- _PROBLEMS TO SOLVE_:
1. Reproduce the passage of the text on Evren, Ankara from "- Coordinates: 39°01′N" to "(142 sq mi)", keeping every character as it appears.
2. Return each line of the entries that contains the string "glare".

- _SELECTED EXCERPT_:
################

- Map showing Evren District in Ankara Province
- Evren Location in Turkey Evren Evren (Turkey Central Anatolia)
- Coordinates: 39°01′N 33°48′E﻿ / ﻿39.017°N 33.800°E
- Country: Turkey
- Province: Ankara

Government
- • Mayor: Hüsamettin Ünsal (AKP)
- Area: 369 km^{2} (142 sq mi)
- Elevation: 887 m (2,910 ft)
- Population (2022): 40,625
- • Density: 110/km^{2} (290/sq mi)
- Time zone: UTC+3 (TRT)
- Area code: 0312
- Website: www.evren.bel.tr

= Evren, Ankara =

Evren, formerly Çıkınağıl, is a municipality and district of Ankara Province, Turkey. Its area is 369 km^{2}, and its population is 40,625 (2022). It is 178 km from the city of Ankara. Its elevation is 887 m.

################

(Stored dataset items)
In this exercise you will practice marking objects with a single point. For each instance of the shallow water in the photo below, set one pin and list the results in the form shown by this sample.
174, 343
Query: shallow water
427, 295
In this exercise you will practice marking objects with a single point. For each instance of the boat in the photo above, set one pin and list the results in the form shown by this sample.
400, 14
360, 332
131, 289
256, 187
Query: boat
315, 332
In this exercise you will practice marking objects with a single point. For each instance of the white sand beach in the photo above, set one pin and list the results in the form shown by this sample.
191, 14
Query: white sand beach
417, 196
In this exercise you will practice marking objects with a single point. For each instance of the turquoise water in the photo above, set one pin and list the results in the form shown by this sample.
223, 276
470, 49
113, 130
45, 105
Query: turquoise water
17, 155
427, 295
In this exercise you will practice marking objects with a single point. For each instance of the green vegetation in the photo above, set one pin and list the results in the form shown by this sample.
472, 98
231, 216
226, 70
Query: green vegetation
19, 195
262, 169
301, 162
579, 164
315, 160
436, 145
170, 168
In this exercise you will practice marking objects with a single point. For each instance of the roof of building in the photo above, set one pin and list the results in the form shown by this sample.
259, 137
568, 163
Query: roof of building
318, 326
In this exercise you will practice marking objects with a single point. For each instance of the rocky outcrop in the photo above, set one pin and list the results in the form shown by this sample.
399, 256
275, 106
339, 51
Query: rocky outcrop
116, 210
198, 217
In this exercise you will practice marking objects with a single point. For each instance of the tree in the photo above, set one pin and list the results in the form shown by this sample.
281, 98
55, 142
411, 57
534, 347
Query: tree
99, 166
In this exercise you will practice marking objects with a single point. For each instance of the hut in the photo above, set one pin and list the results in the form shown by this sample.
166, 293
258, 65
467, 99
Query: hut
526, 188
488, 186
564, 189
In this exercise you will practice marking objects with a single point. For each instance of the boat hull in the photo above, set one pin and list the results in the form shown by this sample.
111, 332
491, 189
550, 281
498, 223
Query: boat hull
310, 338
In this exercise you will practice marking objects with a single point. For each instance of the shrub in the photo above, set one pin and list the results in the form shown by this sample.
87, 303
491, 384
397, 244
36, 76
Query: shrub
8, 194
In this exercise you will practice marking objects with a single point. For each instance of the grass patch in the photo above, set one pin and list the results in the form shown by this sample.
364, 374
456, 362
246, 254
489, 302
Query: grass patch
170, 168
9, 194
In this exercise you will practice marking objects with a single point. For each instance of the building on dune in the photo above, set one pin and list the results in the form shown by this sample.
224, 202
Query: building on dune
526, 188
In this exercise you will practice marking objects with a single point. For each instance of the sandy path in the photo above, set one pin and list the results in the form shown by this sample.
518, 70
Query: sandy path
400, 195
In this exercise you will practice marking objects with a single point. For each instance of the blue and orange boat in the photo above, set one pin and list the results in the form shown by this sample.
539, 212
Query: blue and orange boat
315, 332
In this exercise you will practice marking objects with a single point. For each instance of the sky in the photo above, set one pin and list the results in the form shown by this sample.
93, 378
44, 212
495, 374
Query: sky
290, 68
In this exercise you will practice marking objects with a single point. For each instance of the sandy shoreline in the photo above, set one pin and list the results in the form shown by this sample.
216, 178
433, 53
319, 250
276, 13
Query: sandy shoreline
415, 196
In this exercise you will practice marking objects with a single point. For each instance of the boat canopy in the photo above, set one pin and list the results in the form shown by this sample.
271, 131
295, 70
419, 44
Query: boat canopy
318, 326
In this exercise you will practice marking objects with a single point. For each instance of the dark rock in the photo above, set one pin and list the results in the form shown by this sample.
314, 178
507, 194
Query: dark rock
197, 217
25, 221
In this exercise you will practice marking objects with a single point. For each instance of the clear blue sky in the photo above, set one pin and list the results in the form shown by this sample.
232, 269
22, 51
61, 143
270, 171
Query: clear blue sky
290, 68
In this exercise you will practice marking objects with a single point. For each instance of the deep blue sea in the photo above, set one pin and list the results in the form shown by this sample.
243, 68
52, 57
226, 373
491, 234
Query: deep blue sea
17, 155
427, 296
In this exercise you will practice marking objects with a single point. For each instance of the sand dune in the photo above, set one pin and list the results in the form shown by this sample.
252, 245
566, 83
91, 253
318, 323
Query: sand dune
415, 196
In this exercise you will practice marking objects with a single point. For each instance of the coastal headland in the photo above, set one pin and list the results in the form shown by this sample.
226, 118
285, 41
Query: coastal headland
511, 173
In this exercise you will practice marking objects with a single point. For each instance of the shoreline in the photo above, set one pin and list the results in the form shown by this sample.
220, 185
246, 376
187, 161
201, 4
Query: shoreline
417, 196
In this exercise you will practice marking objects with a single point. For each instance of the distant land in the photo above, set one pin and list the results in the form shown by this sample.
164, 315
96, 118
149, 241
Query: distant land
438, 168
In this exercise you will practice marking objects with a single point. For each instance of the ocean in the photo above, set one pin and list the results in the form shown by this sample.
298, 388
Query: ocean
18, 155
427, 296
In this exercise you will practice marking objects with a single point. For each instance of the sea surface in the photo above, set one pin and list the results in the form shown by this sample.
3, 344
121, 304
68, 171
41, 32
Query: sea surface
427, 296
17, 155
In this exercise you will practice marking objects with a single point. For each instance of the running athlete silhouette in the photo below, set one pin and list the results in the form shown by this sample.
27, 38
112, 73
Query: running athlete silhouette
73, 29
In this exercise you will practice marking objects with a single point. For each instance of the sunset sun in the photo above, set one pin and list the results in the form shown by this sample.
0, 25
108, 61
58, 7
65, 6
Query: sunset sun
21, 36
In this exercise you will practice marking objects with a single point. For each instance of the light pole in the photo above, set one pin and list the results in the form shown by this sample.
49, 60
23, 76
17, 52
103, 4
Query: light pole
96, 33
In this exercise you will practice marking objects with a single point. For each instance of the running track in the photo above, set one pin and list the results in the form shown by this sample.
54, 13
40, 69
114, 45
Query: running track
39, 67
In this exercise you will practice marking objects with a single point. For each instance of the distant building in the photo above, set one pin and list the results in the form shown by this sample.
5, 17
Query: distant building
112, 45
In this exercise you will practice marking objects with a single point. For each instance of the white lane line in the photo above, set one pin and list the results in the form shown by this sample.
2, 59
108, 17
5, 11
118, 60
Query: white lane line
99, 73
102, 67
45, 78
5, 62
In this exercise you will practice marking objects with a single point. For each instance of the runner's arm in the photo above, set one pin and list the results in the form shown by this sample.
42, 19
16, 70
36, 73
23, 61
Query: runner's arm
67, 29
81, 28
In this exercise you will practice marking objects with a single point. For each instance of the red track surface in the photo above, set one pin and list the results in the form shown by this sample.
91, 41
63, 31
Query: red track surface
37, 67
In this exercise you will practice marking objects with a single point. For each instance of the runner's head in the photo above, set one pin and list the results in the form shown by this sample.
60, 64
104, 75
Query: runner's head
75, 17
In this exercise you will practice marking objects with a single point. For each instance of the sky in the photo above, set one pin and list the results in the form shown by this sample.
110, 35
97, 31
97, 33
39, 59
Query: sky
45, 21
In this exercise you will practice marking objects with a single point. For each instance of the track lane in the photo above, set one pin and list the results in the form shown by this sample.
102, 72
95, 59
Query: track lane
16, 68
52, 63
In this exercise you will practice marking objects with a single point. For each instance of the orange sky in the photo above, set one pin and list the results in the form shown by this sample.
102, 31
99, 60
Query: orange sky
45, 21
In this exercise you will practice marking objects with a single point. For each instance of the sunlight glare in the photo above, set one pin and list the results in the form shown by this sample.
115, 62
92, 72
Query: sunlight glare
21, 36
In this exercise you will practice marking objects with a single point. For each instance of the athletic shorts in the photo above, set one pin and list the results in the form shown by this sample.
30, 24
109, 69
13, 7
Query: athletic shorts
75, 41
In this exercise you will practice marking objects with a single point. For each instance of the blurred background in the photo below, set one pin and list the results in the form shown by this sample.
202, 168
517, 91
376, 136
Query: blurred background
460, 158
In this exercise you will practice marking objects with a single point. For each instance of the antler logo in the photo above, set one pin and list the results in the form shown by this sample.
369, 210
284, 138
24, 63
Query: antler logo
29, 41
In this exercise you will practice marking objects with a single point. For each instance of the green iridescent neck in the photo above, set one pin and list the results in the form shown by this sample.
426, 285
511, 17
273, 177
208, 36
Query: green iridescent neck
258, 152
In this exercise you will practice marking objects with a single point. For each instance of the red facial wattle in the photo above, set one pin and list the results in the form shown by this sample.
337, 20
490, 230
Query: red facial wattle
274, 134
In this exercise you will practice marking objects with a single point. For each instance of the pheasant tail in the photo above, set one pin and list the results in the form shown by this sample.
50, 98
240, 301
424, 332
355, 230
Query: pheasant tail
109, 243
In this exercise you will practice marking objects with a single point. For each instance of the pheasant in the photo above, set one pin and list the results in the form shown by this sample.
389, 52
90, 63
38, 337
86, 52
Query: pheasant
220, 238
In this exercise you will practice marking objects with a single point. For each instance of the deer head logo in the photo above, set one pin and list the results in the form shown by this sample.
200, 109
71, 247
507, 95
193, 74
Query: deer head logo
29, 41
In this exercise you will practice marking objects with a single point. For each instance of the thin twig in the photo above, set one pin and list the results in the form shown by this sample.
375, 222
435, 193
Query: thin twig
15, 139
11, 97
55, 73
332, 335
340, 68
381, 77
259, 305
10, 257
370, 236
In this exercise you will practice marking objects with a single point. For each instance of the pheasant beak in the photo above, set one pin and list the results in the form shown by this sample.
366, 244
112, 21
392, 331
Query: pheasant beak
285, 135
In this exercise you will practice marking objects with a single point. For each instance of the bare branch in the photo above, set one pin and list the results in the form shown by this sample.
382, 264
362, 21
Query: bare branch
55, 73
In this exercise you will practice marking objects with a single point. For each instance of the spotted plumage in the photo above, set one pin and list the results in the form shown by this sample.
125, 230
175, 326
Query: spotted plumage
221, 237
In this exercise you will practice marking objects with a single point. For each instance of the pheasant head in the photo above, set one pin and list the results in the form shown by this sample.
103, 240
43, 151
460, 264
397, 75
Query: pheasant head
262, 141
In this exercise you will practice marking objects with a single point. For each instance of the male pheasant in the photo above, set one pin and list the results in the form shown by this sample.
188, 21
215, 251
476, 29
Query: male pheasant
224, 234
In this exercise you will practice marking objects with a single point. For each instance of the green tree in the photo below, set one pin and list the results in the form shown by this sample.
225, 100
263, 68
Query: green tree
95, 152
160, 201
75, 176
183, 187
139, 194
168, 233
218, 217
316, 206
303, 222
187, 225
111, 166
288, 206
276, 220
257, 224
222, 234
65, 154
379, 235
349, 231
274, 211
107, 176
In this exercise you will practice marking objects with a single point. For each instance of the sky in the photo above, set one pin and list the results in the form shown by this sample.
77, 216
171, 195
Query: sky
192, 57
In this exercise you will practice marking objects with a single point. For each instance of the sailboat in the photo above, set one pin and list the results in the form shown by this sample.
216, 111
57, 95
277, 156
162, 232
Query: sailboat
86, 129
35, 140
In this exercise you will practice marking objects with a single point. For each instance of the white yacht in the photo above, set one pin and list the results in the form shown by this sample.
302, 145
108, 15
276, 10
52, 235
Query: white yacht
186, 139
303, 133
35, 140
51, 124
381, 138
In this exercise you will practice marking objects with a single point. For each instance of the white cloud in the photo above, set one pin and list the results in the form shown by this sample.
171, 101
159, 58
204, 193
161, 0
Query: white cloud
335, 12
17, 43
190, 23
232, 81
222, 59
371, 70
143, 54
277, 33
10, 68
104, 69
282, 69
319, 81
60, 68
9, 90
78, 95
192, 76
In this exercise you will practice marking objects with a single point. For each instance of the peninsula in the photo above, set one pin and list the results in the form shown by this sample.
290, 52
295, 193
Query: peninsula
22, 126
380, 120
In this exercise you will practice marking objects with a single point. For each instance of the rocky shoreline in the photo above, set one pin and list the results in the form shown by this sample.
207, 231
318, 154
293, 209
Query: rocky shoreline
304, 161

################

- _PER-TASK ANSWERS_:
1.
- Coordinates: 39°01′N 33°48′E﻿ / ﻿39.017°N 33.800°E
- Country: Turkey
- Province: Ankara

Government
- • Mayor: Hüsamettin Ünsal (AKP)
- Area: 369 km^{2} (142 sq mi)

2.
In this exercise you will practice marking objects with a single point. For each instance of the sunlight glare in the photo above, set one pin and list the results in the form shown by this sample.
Query: sunlight glare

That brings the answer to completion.